**STATED TASK 1**
Count the lines in the entries that contain the string "shoe", treating case as significant. Give only the number.

--- PROVIDED PASSAGE ---

Object 59: VW Cephei

Podcast release date: 01 November 2021

Right ascension: 20:37:21.6


Epoch: ICRS

Constellation: Cepheus

Corresponding Earth location: An area in the interior of northwest Greenland

So, VW Cephei is a binary star system at a distance of 86.4 light years (26.5 pc) [1,2] that contains two yellow-orange stars (or orange-yellow stars). I've discussed a lot of binary star systems and multiple star systems in this podcast so far, but VW Cephei is actually a type of binary star system that I haven't covered yet. It was identified in 1926 as an example of what is called an eclipsing contact binary system [3]. Alternately, it is often referred to as a W Ursa Majoris type variable star after the first star system that was identified as an eclipsing contact binary.

--- SOURCE DATA ---

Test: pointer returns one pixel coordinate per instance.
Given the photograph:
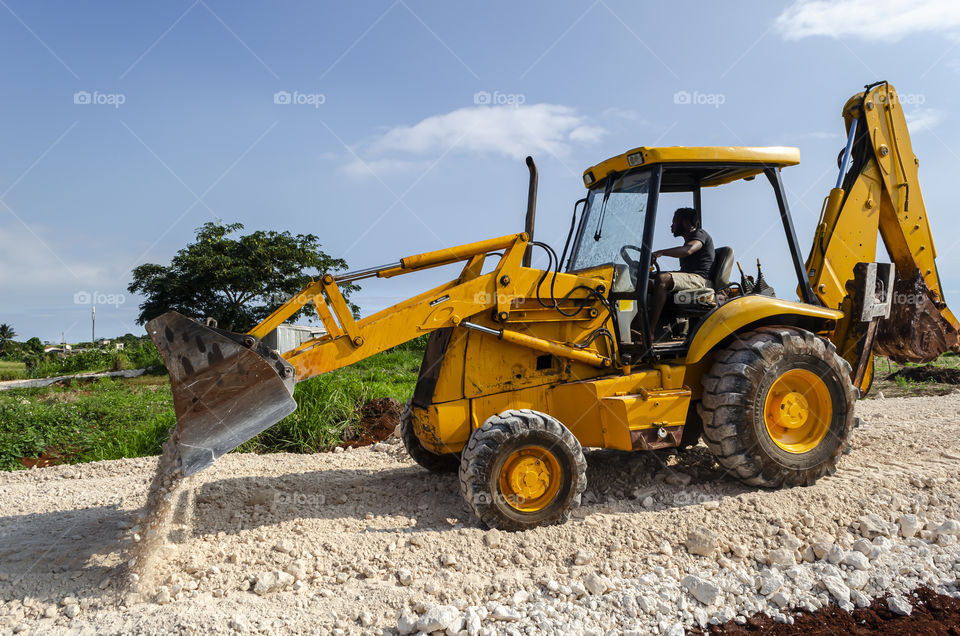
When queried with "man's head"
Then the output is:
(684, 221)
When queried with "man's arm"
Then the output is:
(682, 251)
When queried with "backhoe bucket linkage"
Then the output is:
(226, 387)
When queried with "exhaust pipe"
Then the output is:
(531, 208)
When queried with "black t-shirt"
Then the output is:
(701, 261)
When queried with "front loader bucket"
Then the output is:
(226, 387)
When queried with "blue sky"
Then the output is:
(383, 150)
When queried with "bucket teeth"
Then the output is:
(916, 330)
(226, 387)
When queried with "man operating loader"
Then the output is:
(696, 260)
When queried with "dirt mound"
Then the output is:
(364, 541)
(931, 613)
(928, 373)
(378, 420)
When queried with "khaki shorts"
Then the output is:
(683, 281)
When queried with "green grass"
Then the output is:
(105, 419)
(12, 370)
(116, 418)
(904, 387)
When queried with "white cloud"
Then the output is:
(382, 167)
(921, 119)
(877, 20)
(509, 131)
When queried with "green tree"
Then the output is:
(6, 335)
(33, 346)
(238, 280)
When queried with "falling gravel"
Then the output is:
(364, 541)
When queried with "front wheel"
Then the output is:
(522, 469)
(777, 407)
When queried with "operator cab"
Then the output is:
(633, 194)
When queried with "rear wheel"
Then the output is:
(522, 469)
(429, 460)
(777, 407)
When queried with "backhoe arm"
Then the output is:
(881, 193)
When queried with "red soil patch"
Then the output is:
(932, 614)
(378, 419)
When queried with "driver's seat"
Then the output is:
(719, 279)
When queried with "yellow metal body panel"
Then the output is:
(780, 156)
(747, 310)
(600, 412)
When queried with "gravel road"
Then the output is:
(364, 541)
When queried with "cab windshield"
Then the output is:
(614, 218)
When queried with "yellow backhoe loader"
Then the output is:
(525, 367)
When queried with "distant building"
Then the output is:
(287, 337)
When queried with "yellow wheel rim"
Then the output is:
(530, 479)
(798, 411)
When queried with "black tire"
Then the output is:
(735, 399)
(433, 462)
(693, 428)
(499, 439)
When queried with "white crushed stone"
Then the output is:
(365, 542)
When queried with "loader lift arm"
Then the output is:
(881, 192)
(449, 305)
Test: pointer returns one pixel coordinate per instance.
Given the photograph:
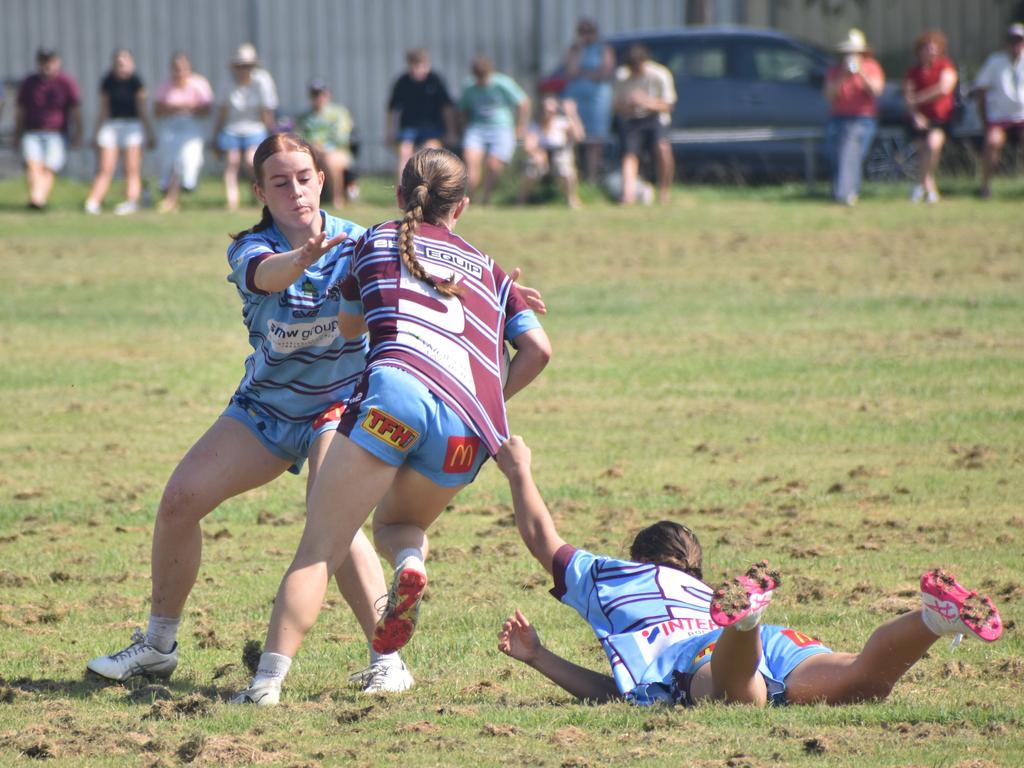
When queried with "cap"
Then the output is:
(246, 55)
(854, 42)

---
--- SOURCE DATA ---

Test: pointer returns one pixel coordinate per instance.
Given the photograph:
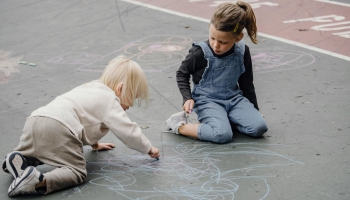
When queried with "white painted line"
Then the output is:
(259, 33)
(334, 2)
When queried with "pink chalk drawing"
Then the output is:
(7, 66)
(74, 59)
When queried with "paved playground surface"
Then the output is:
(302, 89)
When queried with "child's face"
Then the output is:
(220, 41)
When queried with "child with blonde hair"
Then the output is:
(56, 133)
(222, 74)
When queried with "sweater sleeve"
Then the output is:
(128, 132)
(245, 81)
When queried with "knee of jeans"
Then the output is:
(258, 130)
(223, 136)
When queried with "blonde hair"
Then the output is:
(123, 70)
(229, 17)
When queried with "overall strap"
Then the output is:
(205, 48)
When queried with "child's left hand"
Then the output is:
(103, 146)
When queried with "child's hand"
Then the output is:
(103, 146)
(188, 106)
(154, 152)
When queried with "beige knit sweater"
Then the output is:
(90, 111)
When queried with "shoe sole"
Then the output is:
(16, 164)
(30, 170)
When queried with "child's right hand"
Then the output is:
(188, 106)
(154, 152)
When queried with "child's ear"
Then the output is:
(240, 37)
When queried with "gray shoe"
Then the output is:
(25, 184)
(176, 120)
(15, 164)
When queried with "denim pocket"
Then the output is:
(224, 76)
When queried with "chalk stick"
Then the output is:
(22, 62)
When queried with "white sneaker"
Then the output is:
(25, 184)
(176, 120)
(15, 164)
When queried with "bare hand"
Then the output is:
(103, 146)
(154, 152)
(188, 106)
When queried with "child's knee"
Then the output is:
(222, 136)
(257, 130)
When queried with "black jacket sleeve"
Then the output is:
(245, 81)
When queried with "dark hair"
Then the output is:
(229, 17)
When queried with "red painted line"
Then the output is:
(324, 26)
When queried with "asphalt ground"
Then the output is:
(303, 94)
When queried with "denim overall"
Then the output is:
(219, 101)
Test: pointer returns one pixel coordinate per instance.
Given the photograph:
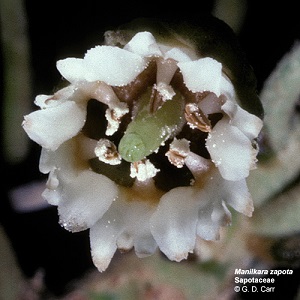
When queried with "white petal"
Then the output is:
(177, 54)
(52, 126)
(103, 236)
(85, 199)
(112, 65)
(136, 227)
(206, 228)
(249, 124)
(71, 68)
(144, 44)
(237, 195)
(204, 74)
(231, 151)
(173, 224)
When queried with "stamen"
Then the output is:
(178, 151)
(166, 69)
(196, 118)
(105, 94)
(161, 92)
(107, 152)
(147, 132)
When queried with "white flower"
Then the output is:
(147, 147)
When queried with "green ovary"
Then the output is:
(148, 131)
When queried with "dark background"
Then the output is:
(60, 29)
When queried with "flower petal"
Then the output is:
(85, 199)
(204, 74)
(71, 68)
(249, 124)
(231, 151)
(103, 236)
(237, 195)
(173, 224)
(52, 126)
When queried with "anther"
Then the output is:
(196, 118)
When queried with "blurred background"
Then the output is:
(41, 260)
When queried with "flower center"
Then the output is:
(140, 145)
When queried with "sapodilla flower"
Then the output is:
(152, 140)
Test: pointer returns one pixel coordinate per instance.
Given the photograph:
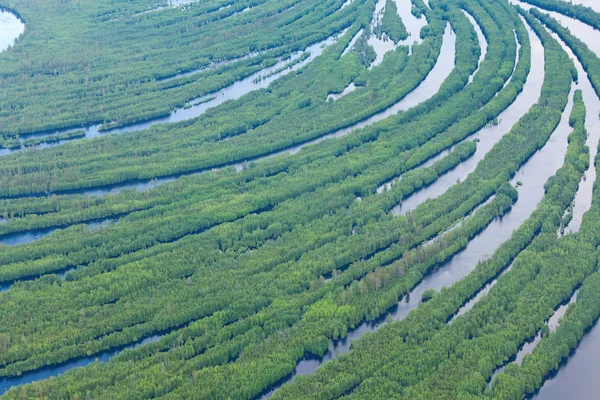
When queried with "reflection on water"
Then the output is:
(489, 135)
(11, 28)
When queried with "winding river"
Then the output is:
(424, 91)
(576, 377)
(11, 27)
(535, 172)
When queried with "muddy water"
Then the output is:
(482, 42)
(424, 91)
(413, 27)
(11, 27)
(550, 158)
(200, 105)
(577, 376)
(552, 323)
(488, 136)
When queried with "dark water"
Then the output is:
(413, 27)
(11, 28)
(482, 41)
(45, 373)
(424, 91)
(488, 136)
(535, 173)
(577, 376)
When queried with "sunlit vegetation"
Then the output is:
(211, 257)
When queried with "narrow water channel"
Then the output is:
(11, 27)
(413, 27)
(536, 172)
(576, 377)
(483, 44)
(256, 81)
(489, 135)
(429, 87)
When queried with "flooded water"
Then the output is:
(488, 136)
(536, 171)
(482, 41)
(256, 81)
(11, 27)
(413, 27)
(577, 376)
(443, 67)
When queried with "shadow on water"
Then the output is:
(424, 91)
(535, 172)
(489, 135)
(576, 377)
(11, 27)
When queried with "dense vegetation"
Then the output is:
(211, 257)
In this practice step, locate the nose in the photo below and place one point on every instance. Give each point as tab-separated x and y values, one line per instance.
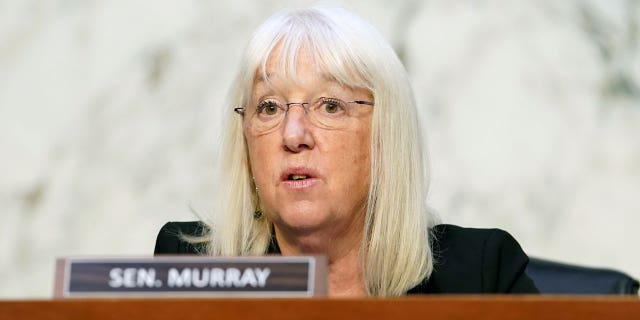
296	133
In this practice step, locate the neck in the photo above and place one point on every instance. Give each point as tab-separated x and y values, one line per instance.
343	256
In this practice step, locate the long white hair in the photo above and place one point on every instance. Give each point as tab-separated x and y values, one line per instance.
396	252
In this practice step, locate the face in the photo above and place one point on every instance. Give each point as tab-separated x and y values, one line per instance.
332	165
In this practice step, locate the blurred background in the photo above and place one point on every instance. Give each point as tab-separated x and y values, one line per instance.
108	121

---

**STATED TASK 2**
Rewrite the portion of the VW Cephei passage that begins with "Object 59: VW" and ends with "eclipsing contact binary.", replacing "eclipsing contact binary" with "detached binary" throughout.

**TASK SOLUTION 1**
2

**TASK SOLUTION 2**
Object 59: VW Cephei

Podcast release date: 01 November 2021

Right ascension: 20:37:21.6


Epoch: ICRS

Constellation: Cepheus

Corresponding Earth location: An area in the interior of northwest Greenland

So, VW Cephei is a binary star system at a distance of 86.4 light years (26.5 pc) [1,2] that contains two yellow-orange stars (or orange-yellow stars). I've discussed a lot of binary star systems and multiple star systems in this podcast so far, but VW Cephei is actually a type of binary star system that I haven't covered yet. It was identified in 1926 as an example of what is called an detached binary system [3]. Alternately, it is often referred to as a W Ursa Majoris type variable star after the first star system that was identified as an detached binary.